◆ **What to do**:
Both the line containing "Need: tag one point per instance of the building" and the line containing "Need: tag one point per instance of the green" belong to the span. Output exactly that span from the listing below, and nothing outside it.
BEGIN Available records
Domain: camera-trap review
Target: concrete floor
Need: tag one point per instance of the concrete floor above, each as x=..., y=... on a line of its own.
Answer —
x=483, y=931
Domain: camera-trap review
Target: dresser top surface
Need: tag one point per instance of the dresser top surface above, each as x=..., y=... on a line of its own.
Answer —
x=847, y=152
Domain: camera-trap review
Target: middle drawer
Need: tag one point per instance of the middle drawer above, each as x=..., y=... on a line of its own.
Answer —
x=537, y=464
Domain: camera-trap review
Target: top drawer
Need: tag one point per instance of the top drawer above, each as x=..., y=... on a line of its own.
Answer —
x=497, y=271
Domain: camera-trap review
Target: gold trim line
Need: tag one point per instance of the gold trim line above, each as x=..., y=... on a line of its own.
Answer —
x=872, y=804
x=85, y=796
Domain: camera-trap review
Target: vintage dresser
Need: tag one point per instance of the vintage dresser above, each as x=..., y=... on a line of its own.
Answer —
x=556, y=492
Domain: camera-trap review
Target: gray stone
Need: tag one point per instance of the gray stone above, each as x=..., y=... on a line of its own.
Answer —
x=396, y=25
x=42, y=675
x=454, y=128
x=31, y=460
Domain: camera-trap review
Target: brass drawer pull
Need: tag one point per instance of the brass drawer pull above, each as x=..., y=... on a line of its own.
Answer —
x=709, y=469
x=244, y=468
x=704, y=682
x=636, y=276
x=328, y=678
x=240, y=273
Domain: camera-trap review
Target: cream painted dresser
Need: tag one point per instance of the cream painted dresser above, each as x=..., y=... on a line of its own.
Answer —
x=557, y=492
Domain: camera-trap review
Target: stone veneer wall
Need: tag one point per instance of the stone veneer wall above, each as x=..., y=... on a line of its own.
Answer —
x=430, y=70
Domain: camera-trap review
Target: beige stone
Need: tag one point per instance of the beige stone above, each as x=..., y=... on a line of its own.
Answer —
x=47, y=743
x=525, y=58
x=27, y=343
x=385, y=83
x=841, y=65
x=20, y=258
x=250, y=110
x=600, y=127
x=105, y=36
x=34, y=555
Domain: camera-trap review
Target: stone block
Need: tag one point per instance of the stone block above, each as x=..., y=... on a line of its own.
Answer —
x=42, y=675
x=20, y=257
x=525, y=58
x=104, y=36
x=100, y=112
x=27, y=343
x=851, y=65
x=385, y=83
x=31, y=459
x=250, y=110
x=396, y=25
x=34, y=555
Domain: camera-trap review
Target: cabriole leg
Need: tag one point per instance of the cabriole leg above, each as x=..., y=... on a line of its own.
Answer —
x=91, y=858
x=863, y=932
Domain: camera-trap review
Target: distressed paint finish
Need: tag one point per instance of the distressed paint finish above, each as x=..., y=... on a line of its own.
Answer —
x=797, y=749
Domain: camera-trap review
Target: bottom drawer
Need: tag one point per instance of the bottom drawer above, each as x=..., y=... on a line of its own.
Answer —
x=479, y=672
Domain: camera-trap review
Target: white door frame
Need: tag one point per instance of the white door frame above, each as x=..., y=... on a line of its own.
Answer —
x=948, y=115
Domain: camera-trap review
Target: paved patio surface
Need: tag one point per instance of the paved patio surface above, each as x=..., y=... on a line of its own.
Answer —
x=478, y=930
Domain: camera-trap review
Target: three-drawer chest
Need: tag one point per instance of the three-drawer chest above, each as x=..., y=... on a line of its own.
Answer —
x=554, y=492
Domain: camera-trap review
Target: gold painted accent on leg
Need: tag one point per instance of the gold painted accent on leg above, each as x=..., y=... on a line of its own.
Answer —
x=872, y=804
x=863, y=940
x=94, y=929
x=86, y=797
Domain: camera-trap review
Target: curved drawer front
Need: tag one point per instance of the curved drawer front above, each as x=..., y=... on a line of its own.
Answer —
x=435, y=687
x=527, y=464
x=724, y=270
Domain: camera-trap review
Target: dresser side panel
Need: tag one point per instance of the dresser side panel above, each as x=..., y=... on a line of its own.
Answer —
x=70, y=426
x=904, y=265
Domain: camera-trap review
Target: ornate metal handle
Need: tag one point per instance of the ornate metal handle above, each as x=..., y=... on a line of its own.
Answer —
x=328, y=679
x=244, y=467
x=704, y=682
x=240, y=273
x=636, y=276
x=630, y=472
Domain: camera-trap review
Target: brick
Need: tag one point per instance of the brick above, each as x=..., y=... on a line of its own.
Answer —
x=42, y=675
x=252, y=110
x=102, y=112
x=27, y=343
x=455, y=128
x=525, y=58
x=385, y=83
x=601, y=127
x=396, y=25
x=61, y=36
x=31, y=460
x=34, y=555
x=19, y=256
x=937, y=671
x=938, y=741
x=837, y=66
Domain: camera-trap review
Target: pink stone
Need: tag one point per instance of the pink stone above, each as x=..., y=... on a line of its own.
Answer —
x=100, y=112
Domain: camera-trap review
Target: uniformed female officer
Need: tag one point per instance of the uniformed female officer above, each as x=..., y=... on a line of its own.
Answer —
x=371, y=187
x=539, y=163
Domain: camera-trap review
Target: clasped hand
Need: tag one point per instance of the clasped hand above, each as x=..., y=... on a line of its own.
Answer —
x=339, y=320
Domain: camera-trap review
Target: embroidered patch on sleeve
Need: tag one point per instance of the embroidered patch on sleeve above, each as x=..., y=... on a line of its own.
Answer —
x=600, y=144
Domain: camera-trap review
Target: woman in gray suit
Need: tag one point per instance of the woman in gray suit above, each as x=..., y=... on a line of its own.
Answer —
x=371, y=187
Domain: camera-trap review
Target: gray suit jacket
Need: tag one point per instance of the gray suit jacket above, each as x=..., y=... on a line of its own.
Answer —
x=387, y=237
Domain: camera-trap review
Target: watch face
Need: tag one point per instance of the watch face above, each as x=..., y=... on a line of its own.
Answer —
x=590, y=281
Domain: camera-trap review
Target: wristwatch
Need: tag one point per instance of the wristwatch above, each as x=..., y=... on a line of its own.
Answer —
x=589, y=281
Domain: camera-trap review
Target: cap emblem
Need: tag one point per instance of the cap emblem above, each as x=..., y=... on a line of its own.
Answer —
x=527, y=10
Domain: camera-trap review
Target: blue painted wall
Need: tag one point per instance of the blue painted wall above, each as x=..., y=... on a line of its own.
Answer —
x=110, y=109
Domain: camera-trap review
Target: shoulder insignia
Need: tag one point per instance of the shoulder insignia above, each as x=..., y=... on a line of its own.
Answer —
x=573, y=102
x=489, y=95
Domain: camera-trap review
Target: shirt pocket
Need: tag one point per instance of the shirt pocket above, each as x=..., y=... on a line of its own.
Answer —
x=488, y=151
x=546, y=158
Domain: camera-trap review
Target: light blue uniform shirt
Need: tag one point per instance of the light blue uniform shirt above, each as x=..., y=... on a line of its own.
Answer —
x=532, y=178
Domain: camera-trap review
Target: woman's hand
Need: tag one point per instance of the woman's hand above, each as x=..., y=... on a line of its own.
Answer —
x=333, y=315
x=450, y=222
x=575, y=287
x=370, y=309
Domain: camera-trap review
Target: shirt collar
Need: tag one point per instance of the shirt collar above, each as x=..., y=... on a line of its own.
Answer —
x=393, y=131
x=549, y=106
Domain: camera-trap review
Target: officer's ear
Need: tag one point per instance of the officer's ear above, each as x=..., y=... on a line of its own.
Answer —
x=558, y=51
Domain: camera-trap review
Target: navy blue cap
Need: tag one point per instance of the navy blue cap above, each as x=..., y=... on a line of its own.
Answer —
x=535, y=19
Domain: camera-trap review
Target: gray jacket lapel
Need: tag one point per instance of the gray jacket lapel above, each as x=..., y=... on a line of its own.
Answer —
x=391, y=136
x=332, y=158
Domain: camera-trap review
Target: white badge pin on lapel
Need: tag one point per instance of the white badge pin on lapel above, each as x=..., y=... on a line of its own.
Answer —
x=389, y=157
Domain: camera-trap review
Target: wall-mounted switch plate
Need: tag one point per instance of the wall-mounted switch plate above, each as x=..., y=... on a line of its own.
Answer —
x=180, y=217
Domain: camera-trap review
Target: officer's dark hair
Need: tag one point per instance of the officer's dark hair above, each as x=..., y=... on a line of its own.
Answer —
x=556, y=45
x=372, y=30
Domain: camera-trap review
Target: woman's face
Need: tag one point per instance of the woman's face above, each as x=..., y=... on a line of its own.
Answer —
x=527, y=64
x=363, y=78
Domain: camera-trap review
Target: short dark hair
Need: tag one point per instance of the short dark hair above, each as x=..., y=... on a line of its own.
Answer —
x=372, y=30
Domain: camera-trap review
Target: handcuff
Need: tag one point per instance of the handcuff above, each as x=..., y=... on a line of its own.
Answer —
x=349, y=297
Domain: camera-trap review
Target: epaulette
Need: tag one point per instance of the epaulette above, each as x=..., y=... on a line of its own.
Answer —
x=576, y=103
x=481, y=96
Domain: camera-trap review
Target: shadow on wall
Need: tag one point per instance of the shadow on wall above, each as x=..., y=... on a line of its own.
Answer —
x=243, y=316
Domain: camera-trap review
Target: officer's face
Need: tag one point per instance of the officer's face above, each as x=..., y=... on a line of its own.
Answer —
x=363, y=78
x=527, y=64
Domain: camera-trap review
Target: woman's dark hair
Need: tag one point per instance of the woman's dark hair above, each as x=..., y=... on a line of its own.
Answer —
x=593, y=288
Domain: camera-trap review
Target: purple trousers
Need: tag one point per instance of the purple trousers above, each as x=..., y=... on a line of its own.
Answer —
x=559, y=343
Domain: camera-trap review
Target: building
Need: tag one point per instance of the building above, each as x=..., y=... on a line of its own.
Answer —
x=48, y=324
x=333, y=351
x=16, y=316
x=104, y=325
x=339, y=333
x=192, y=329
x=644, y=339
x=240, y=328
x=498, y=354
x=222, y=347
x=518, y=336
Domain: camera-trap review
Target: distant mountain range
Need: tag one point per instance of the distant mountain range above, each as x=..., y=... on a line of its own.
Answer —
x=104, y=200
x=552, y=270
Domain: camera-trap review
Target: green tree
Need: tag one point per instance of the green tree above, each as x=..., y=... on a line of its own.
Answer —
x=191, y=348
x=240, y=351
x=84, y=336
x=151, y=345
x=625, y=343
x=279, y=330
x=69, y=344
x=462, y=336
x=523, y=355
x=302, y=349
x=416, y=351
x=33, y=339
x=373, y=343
END Available records
◆ **Response box**:
Need: tag one point per instance of the building above, each as x=..., y=... on a line of its own.
Answer —
x=48, y=324
x=333, y=351
x=16, y=316
x=104, y=325
x=339, y=333
x=192, y=329
x=644, y=339
x=240, y=328
x=498, y=354
x=222, y=347
x=518, y=336
Domain: camera-trap review
Target: distant mountain range
Need: tag one point per instance of the distant mountain range above, each as x=..., y=... on a line of its own.
Answer —
x=104, y=200
x=552, y=270
Domain: camera-trap review
Target: green tree
Need: tag one point per instance of the green tree above, each as x=..., y=... on a line of its own.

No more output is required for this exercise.